[Данные для сегментации]

◇ ◇ ◇ ◇

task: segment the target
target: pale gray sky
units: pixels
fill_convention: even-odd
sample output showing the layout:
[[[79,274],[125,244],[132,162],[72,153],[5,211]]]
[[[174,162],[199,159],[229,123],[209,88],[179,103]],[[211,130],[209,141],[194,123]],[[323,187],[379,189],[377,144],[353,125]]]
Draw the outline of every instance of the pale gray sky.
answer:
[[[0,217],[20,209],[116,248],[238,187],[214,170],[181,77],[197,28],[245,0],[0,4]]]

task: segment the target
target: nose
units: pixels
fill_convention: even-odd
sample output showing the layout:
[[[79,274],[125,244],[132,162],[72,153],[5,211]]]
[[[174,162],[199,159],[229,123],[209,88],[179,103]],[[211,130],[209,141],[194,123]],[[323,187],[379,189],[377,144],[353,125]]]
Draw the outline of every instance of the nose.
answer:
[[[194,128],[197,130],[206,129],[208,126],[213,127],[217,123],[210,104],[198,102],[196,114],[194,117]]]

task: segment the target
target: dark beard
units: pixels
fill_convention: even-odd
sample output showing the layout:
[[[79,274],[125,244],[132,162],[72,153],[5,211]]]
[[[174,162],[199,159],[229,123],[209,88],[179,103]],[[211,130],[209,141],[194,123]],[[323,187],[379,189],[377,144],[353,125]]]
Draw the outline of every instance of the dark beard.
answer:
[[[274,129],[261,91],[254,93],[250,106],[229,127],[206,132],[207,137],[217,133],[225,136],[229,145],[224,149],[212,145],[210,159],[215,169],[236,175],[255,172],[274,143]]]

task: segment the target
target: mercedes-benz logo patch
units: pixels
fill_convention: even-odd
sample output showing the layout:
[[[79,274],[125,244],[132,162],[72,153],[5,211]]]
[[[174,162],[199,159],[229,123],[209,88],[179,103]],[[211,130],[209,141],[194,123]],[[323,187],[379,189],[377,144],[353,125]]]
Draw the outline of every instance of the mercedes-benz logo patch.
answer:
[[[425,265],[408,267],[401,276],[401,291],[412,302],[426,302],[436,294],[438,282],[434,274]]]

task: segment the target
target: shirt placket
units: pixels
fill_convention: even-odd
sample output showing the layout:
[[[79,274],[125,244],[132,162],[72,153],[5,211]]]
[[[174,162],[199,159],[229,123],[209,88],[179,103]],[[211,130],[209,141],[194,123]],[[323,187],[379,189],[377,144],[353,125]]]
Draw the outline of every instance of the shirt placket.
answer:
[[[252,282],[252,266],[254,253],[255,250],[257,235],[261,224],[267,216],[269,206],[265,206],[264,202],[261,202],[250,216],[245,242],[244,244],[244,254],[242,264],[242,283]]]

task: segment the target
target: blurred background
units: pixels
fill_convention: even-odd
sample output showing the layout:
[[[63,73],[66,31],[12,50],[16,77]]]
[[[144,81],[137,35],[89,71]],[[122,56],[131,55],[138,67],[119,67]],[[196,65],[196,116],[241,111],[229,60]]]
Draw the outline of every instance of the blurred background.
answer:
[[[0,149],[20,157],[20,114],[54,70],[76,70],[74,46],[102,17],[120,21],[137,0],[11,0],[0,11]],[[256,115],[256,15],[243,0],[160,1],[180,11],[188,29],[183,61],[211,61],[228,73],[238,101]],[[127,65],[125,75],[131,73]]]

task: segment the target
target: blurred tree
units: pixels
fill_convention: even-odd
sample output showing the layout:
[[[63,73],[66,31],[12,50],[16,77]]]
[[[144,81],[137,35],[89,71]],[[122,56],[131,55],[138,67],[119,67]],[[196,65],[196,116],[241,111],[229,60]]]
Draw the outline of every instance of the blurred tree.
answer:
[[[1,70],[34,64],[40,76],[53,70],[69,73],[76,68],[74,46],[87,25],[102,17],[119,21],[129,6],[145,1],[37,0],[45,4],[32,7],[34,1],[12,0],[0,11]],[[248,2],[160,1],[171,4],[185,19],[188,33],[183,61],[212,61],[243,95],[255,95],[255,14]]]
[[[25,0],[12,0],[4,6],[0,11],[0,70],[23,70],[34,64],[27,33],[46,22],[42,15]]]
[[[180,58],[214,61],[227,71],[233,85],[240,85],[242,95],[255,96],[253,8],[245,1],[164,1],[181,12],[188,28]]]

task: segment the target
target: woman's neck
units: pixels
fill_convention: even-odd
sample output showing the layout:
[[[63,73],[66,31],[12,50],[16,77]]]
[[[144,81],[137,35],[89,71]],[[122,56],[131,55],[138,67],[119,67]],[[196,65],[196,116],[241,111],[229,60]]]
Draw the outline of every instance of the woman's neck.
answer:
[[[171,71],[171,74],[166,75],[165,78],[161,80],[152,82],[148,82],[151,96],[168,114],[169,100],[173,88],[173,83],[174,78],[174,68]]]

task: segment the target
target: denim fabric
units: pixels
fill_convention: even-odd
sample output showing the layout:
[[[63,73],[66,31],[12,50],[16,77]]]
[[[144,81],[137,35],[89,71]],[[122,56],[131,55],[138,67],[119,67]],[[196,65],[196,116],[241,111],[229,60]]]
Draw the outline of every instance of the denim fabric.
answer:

◇ ◇ ◇ ◇

- **ОПИСАНИЕ ЗАДАНИЯ**
В каких строчках приведенных выше строк встречается слово "tree"? Извлеките каждую такую строчку с учетом регистра букв.

- **РЕШЕНИЕ ЗАДАНИЯ**
target: blurred tree
Draw the outline of every instance of the blurred tree.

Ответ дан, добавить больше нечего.